(Dataset entries)
========

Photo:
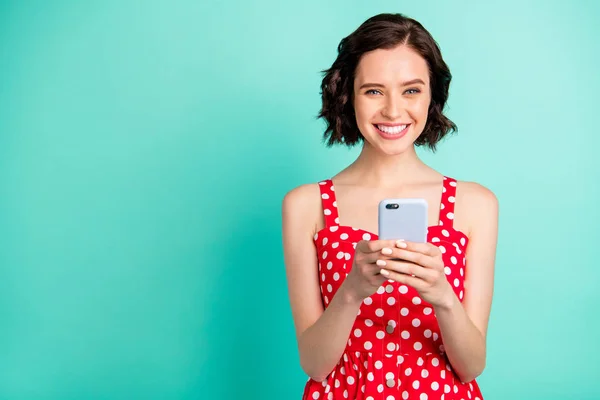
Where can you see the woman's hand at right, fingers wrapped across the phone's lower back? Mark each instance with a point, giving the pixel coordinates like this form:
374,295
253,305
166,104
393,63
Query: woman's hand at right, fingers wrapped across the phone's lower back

========

TASK STATEMENT: Once the pictures are set aside, the remaining data must be transcribed exactly.

RESPONSE TO THIS EXERCISE:
Photo:
Where can you see the woman's hand at right, fingers wrapped across the phone's lower back? Mark each instance with a point, giving the pixel coordinates like this form:
374,295
253,305
166,104
393,63
Query: woman's hand at right, fingers wrapped across the phone's lower back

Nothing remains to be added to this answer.